MATERIAL PROVIDED
————————

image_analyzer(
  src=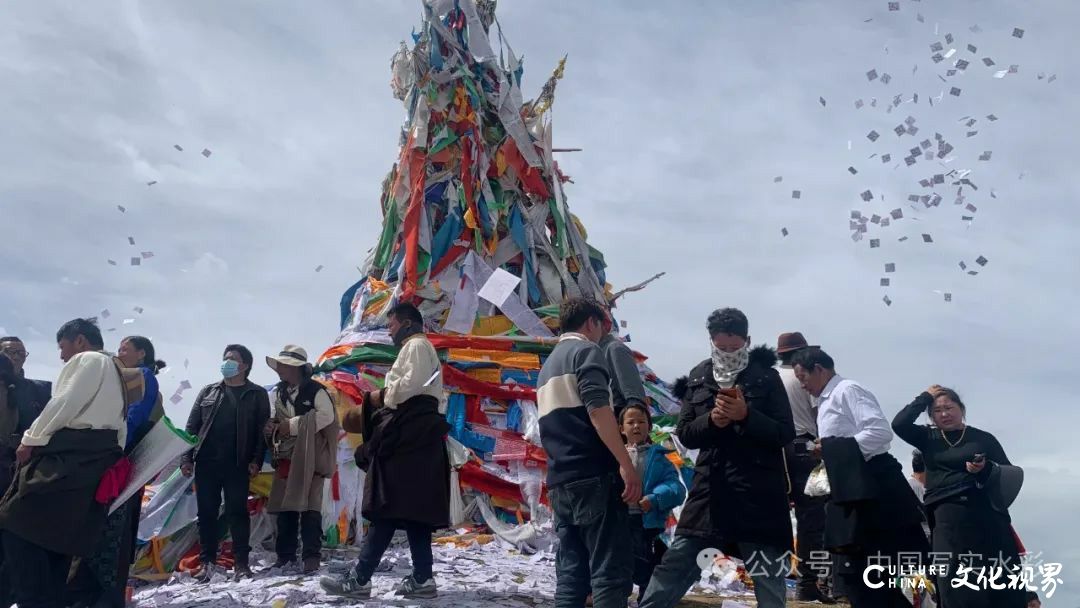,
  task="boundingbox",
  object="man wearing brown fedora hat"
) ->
[777,332,836,604]
[266,344,340,575]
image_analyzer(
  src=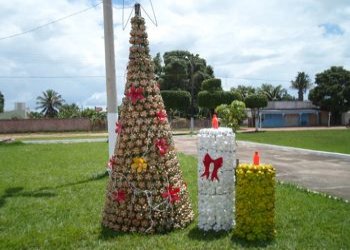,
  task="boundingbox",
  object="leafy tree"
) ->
[291,72,311,101]
[309,66,350,125]
[58,103,80,118]
[0,91,5,113]
[80,108,107,129]
[198,90,240,113]
[257,83,288,101]
[36,89,64,117]
[159,50,214,114]
[28,111,44,119]
[161,90,191,117]
[215,100,247,131]
[231,85,255,99]
[244,94,267,131]
[201,78,222,92]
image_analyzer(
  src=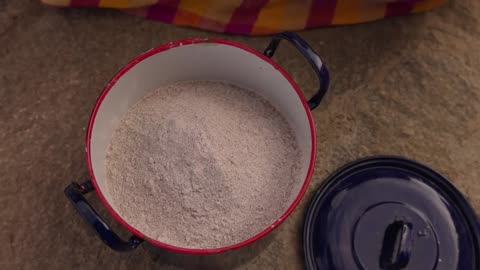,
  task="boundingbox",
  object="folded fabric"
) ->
[41,0,447,35]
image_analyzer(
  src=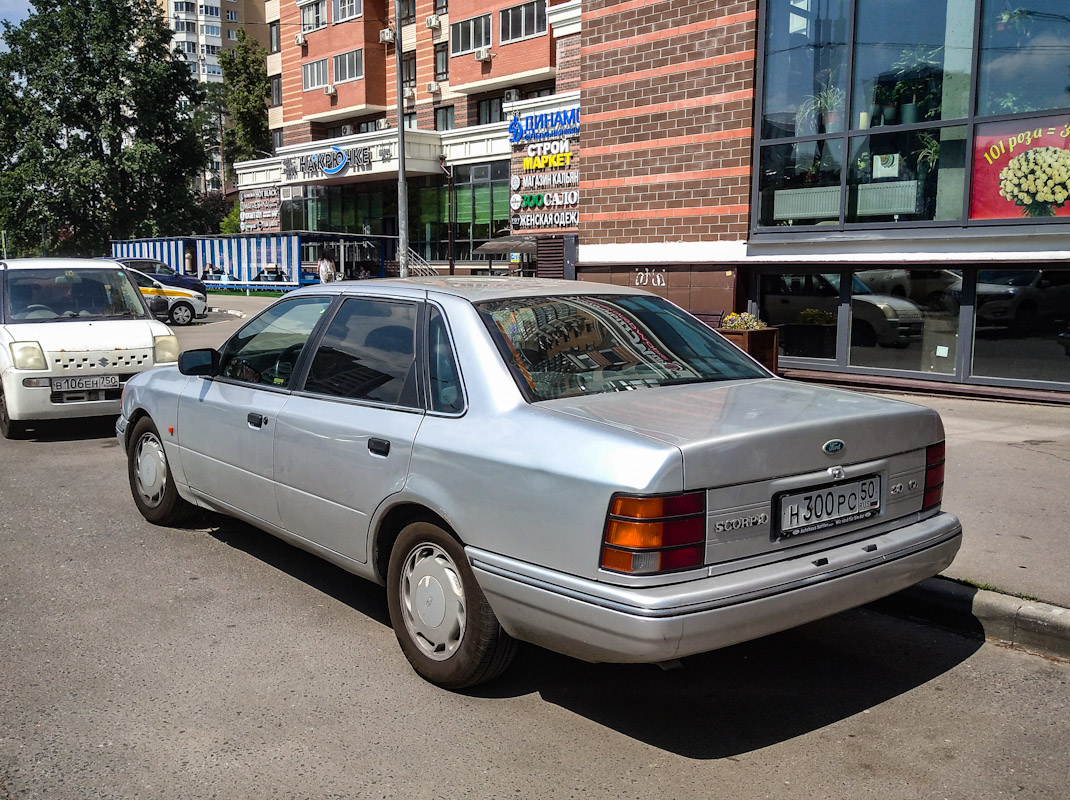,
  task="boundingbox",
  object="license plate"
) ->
[777,475,881,539]
[52,375,119,391]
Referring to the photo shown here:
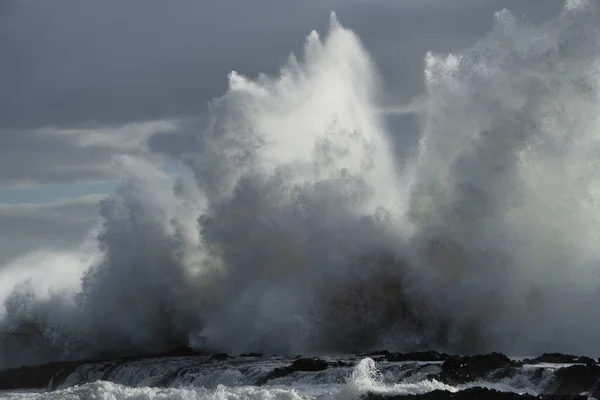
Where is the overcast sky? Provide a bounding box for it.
[0,0,562,265]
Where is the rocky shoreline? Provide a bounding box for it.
[0,348,600,400]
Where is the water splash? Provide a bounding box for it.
[0,1,600,365]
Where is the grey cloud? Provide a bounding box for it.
[0,0,560,127]
[0,121,176,189]
[0,195,104,266]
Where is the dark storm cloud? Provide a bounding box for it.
[0,0,560,128]
[0,0,327,127]
[0,0,562,263]
[0,195,104,268]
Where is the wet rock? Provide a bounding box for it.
[357,350,392,359]
[549,365,600,398]
[0,347,203,390]
[209,353,231,361]
[240,353,264,358]
[362,388,587,400]
[257,357,329,385]
[386,351,451,362]
[0,362,81,390]
[527,353,596,364]
[439,353,515,384]
[358,350,450,362]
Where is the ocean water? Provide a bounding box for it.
[0,357,568,400]
[0,0,600,398]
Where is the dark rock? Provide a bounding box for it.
[549,365,600,397]
[577,356,596,365]
[439,353,515,384]
[358,350,450,362]
[209,353,231,361]
[525,353,596,365]
[357,350,391,358]
[290,357,328,372]
[385,351,451,362]
[362,388,587,400]
[532,353,579,364]
[0,347,203,390]
[240,353,264,357]
[0,362,81,390]
[257,357,329,385]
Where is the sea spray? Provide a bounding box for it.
[0,1,600,366]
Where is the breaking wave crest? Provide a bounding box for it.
[0,1,600,366]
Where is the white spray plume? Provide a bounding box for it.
[0,1,600,366]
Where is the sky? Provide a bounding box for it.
[0,0,562,265]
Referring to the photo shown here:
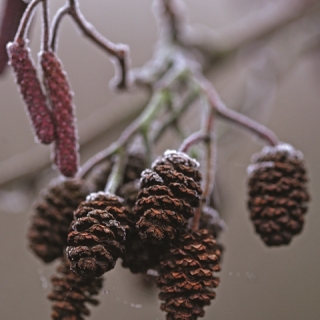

————————

THE PROBLEM
Switch "white spray plume" to "spray column" in the lines from the one containing "Where is the white" through the end of the records, and write those lines out again with nothing else altered. Leave the pictures out of the answer.

WORKED ANSWER
Where is the spray column? Provide a bounding box for it.
[0,1,600,366]
Where is the sky? Provide a bounding box for it.
[0,0,562,265]
Referring to the photo shown here:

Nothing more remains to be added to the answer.